**ABOUT THIS TASK**: Starting at the first line of the data below, retype every line up to and including the one containing "column 241, row 174".

*** Block opens ***

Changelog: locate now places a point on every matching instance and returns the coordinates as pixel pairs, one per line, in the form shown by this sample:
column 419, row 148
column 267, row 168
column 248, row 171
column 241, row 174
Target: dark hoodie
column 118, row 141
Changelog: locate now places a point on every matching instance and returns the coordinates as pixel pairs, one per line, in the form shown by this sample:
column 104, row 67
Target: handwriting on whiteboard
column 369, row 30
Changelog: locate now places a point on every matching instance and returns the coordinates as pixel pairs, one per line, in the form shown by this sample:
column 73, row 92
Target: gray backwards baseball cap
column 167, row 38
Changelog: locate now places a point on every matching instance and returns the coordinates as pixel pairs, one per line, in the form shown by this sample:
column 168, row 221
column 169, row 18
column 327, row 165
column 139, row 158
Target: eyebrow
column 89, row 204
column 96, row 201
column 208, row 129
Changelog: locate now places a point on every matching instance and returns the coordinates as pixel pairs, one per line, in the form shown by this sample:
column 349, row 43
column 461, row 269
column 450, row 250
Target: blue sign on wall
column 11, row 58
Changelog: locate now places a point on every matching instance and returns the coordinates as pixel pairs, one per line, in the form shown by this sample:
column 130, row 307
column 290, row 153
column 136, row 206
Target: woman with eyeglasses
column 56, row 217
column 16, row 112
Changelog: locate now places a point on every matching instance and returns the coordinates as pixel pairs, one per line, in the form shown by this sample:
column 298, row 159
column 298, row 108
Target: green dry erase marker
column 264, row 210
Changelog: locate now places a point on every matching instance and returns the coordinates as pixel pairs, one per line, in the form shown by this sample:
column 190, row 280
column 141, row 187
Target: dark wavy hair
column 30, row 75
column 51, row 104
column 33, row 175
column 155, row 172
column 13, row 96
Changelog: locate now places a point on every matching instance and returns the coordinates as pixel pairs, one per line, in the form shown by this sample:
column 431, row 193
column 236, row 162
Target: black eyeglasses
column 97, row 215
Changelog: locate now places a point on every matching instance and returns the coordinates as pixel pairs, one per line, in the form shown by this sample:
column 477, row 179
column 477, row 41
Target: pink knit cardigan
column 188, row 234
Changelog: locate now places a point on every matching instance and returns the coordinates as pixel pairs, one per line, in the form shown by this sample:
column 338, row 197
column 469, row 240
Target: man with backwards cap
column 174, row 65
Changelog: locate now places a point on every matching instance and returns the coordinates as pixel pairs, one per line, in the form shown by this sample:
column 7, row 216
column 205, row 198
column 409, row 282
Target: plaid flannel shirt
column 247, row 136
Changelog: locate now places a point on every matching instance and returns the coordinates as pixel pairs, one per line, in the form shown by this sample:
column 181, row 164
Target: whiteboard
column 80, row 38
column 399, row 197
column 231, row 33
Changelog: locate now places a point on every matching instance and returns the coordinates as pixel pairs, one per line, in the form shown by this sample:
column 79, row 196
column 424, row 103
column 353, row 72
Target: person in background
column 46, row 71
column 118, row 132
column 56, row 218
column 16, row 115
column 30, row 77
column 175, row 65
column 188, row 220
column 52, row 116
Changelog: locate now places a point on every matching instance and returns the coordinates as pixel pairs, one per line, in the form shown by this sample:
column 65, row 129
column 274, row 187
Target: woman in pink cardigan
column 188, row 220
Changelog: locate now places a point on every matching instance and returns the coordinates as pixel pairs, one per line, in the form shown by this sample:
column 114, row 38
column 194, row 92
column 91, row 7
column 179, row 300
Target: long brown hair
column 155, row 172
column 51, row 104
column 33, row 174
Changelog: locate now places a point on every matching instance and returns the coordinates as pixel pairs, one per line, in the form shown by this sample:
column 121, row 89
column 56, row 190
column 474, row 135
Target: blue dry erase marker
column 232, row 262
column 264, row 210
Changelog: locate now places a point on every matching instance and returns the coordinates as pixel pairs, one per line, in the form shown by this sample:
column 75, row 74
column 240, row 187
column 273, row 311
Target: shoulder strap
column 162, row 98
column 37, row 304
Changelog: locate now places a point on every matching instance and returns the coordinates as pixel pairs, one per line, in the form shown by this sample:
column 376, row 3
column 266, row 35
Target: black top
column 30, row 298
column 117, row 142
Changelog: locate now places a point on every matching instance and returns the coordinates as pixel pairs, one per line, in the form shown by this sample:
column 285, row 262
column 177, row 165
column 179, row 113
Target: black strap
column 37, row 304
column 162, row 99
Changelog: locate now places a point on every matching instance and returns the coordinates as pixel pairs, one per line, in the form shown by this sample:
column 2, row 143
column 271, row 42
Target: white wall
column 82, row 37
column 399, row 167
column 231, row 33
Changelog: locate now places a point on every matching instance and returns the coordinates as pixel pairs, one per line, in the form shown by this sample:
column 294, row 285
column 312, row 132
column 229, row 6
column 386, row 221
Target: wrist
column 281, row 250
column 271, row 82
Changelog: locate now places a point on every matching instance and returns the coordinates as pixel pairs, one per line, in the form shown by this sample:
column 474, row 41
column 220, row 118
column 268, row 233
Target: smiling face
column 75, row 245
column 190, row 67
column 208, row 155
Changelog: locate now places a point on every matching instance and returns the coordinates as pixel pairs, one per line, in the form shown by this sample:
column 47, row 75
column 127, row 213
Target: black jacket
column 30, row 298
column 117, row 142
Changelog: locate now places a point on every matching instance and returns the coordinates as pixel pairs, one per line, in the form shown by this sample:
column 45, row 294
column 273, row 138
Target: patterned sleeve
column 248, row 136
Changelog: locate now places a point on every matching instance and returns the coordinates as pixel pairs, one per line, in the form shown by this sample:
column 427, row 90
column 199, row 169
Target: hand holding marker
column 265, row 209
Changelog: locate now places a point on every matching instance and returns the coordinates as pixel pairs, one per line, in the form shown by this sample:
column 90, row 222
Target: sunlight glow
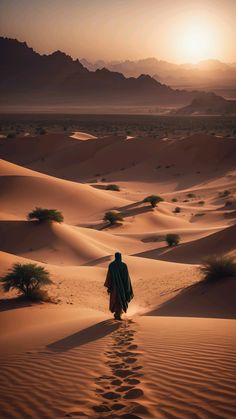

*** Block closes ***

**OUTPUT FOR THIS TASK**:
Changelog: locate now places a point on every matching instance and returns the coordinates as pixel pairs, one per line, in the form shown by this sample:
column 419, row 148
column 267, row 168
column 248, row 171
column 241, row 174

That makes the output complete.